• _Excerpt provided_
"""

Considering the price ($400 as of 6/6/08), the Canon Pixma MX7600 color inkjet multifunction printer had better be good--and it is. It offers plentiful features, fast performance, and vivid output, making it a great choice for small businesses and home offices.

In our tests, the Pixma MX7600 printed black text on plain paper at an above-average rate of 9.8 pages per minute (ppm). It was also fast in generating graphics--managing 3.7 ppm, for instance, in printing a small photo on plain paper. The quality was consistently high regardless of the kind of paper we used (although on plain paper, color images had a slight orange cast). Copies of a text sample closely resembled the original. Scans of text and photos looked slightly fuzzy but otherwise accurate. HP's OfficeJet Pro L7680 All-in-One is a lot faster, but its output quality isn't quite as good.

The MX7600's bulk encompasses a wealth of features. It has two input trays: a 150-sheet cassette for plain paper only (letter or legal) that slides subtly into the bottom of the unit, plus a rear, vertical feeder that holds anywhere from 1 to 20 pieces of photo paper, envelopes, or other kinds of media. A 50-sheet output tray flips out from the front. An automatic duplexer projects from the rear of the machine. Up on top is a scanner with a 35-sheet automatic document feeder (ADF) that can scan two-sided documents in a single pass.

"""

• _Input records_
"""

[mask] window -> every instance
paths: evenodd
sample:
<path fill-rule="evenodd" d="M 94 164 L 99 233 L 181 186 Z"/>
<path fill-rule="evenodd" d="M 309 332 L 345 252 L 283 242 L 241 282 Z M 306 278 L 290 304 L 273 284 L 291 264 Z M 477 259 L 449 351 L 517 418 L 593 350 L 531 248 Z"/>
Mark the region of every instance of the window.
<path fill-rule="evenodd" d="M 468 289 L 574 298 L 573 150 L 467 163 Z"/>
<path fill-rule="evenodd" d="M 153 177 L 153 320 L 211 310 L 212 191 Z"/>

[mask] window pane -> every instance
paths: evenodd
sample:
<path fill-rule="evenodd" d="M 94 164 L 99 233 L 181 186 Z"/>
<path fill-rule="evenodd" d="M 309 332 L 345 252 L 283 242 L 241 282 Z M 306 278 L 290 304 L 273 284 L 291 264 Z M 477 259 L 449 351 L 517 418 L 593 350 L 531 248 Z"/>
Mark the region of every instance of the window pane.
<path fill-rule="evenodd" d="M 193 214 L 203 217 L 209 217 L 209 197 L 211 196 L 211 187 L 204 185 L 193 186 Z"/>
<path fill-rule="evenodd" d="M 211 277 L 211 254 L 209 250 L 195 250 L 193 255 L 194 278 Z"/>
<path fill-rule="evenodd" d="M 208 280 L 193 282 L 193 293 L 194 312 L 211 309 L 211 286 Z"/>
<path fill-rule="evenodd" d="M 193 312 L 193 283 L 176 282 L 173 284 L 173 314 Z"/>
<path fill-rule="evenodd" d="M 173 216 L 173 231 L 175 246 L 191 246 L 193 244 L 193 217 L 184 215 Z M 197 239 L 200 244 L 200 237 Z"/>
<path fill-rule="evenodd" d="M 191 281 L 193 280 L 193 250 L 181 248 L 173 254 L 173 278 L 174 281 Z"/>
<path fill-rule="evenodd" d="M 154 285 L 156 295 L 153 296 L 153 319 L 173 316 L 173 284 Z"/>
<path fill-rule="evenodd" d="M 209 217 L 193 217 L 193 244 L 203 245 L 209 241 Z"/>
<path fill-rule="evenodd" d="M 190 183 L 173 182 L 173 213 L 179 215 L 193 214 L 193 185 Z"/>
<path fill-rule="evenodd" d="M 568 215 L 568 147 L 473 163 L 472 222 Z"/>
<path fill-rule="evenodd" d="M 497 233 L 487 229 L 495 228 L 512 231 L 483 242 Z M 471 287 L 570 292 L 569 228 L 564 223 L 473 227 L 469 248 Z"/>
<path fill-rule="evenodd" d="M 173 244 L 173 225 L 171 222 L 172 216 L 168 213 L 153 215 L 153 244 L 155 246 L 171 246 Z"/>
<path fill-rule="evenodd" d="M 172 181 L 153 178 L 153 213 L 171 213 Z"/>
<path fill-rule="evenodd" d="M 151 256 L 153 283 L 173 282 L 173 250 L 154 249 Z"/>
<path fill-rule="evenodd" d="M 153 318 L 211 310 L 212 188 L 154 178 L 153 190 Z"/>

"""

• _Written exercise A_
Which lines of the listing contain the word "every"? Pick out each of them and copy it. Case counts.
• _Written exercise B_
Extend the Canon Pixma MX7600 review by continuing it after its last sentence.

• _Result A_
[mask] window -> every instance
Mark the region of every instance of the window.
[mask] window pane -> every instance
Mark the region of every instance of the window pane.

• _Result B_
The control panel has an initially daunting number of buttons and a smallish, 1.8-inch, tiltable color LCD, but they work well together. You press one of the four primary-function buttons (to copy, fax, scan, or use a memory card), and the LCD-based menus show only the corresponding options. Most of the buttons have clear labels; I paused only to wonder how the 'Menu' and 'Settings' buttons differed.

The Pixma MX7600's cost-oriented ink system includes a permanent printhead (which you install) and separate tanks for black (K), cyan (C), magenta (M), and yellow (Y) ink. Each of the tanks costs $15, but they vary in yield from 570 pages (black) to 1075 pages (yellow), or from 1.4 cents to 2.6 cents per color, per page. A fifth "ink"--a clear coating that sprays over images printed on plain paper--costs $18 and lasts 1600 pages.

You definitely get your money's worth with the speedy, capable Pixma MX7600. Canon's better-than-average rating in our recent Reliability and Service survey is the icing on this substantial cake. For more-affordable alternatives, however, check out Lexmark's X9575 Professional or HP's Officejet J6480 All-in-One; both offer many of the same features for a lower price (and they have integrated Wi-Fi, too).